Extracted material.
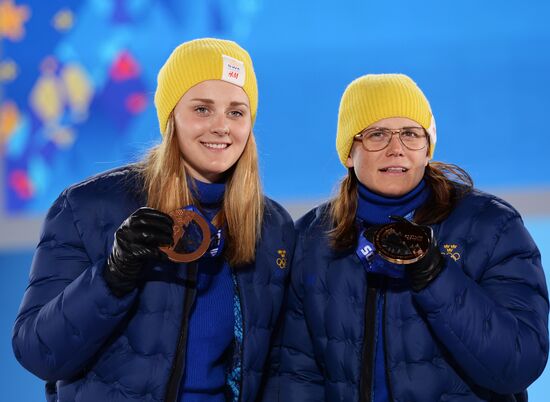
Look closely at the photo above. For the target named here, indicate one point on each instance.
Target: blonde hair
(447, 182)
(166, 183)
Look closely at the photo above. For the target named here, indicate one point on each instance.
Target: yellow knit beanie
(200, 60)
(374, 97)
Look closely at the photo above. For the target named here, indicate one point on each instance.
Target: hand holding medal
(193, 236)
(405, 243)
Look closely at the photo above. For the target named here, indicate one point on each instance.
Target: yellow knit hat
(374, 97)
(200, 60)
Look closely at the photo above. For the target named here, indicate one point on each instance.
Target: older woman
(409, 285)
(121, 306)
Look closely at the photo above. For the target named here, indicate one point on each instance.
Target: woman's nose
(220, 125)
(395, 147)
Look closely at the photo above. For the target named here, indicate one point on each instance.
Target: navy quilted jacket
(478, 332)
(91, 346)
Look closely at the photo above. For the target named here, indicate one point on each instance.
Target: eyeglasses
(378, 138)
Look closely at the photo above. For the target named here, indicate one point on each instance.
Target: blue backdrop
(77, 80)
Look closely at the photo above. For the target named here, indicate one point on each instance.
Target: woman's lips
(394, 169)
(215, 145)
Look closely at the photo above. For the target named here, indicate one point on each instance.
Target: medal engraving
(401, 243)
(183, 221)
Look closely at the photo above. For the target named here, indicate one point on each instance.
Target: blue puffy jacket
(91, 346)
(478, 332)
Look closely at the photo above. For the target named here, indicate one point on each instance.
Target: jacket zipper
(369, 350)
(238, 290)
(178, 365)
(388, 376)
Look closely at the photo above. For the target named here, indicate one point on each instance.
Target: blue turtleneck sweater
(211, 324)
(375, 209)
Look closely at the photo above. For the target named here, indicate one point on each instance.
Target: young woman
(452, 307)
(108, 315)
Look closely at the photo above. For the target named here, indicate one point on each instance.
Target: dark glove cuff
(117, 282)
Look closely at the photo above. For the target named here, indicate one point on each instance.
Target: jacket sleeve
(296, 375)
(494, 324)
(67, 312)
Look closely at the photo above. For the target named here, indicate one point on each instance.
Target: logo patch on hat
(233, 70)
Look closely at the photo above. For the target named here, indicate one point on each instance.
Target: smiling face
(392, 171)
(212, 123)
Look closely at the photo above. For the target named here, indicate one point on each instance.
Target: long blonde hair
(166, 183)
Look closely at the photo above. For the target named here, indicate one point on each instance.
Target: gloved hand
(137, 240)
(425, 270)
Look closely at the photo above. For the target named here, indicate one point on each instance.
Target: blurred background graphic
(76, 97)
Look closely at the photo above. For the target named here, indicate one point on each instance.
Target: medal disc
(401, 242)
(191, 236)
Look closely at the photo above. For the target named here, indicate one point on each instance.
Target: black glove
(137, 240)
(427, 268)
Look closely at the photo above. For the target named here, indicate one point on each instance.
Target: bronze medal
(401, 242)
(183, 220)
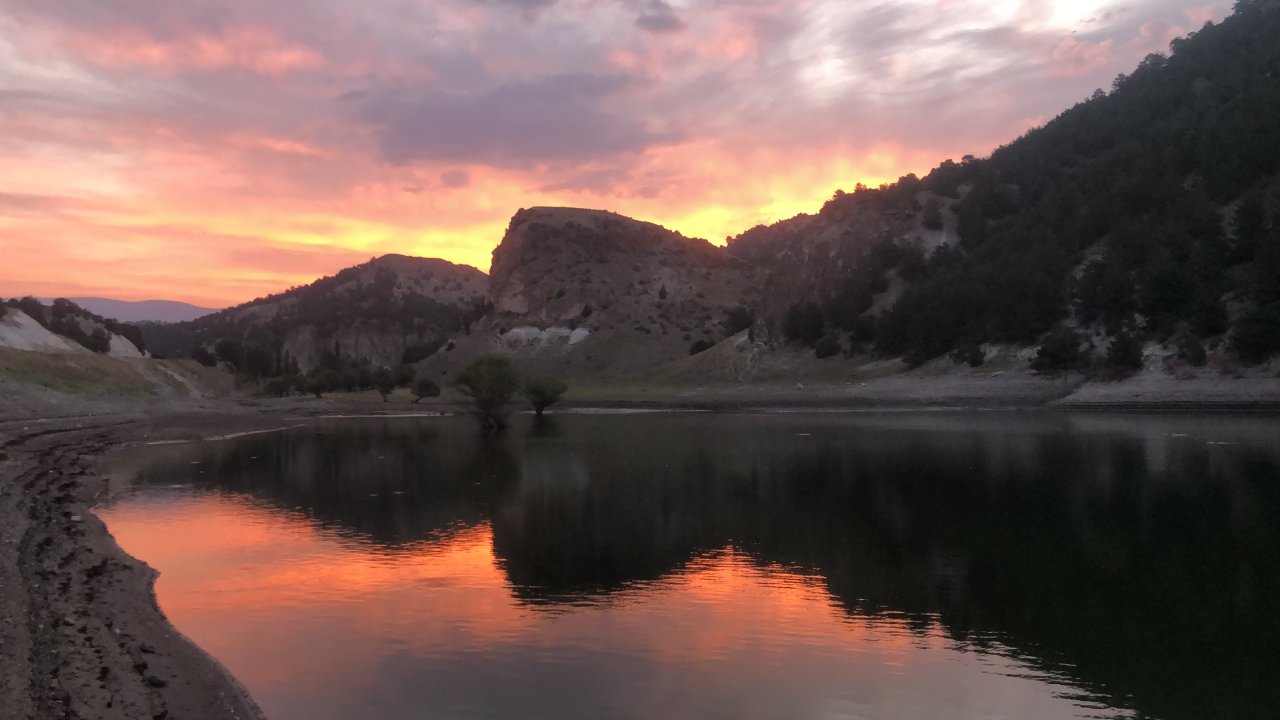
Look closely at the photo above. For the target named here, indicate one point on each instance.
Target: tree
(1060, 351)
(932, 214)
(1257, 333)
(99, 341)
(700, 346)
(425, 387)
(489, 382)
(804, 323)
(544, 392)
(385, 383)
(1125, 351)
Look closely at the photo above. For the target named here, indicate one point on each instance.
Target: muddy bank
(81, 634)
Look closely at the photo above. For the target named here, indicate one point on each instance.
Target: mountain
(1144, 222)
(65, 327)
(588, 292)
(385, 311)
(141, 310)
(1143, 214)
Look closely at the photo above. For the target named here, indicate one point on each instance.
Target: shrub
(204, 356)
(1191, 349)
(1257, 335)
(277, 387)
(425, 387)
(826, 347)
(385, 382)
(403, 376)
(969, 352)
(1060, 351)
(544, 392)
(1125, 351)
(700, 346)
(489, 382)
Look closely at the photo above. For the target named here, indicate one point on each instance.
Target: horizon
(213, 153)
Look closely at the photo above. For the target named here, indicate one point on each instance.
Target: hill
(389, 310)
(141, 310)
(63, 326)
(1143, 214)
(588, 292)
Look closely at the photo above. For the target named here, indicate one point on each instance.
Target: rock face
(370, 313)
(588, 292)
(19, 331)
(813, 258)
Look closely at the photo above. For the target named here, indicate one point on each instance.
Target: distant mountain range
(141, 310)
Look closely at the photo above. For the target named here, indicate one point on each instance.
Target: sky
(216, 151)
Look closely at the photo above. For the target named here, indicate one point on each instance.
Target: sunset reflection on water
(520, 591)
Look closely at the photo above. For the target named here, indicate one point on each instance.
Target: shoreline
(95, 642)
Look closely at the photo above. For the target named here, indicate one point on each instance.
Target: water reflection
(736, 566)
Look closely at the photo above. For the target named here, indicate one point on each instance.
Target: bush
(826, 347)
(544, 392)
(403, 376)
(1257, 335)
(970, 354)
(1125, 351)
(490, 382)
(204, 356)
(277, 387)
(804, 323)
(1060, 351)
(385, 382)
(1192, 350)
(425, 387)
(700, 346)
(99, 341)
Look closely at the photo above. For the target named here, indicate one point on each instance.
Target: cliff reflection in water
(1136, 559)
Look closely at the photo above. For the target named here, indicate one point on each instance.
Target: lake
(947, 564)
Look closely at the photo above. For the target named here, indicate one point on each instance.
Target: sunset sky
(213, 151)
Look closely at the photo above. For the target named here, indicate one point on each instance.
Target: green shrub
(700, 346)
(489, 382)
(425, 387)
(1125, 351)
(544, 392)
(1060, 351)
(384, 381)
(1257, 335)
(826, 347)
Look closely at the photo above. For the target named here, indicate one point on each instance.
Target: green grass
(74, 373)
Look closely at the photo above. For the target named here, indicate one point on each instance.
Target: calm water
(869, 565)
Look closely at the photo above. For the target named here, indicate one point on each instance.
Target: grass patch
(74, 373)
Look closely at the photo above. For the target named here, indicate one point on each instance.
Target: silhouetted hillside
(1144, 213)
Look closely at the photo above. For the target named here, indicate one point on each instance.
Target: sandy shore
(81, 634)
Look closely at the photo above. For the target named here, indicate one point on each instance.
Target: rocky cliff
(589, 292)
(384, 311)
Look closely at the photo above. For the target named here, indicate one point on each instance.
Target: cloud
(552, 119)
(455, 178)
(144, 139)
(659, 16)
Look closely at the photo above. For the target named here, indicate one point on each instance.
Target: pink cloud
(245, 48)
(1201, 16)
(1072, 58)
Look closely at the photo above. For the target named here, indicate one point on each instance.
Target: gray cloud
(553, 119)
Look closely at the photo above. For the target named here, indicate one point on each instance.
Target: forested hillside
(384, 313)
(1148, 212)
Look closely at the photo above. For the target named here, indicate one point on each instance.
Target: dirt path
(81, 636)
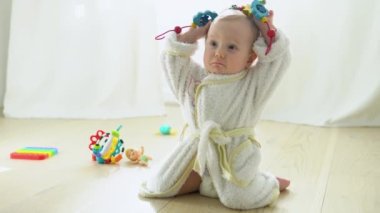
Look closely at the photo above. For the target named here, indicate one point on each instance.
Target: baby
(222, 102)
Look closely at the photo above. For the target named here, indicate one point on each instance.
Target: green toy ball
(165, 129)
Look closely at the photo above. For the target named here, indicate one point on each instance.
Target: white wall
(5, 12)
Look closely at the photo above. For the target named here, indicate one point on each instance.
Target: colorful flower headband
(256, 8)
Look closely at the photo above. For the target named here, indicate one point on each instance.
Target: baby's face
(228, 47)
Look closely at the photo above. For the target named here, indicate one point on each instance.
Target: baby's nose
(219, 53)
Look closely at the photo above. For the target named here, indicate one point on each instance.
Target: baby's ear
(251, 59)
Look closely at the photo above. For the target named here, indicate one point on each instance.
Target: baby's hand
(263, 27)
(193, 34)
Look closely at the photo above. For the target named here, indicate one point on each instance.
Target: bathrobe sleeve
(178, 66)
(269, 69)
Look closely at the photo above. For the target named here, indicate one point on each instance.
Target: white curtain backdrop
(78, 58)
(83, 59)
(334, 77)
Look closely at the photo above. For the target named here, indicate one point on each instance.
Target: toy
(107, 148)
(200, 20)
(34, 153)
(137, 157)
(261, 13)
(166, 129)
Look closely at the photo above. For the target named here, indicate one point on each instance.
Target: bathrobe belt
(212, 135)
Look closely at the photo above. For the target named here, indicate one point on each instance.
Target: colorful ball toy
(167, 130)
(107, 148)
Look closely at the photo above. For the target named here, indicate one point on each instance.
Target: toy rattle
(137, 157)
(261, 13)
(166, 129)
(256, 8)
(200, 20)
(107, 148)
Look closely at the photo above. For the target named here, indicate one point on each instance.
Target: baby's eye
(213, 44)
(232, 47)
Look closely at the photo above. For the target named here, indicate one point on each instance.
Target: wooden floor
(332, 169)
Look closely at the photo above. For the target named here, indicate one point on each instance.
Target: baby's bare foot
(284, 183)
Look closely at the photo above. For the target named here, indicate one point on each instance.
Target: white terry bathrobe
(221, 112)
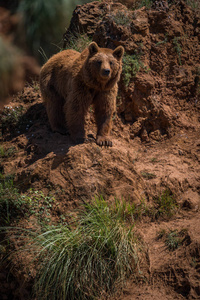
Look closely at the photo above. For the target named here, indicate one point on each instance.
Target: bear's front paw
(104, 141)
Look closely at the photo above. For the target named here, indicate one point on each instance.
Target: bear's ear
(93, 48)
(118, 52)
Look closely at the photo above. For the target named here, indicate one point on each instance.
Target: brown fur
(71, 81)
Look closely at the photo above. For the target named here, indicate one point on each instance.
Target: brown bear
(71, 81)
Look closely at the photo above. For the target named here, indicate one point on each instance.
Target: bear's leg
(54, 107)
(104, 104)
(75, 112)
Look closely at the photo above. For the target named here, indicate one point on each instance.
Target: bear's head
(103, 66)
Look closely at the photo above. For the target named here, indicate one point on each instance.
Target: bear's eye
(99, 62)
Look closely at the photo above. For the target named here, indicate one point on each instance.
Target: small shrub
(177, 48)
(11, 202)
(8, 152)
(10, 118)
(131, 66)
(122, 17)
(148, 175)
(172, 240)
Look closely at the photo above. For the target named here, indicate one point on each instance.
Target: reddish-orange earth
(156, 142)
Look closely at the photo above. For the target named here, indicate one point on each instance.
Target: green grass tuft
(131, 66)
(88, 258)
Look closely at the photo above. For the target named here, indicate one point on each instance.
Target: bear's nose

What is required.
Quote each line of the data above that contains the word "cloud".

Answer below.
Target: cloud
Target: pink cloud
Target: gray cloud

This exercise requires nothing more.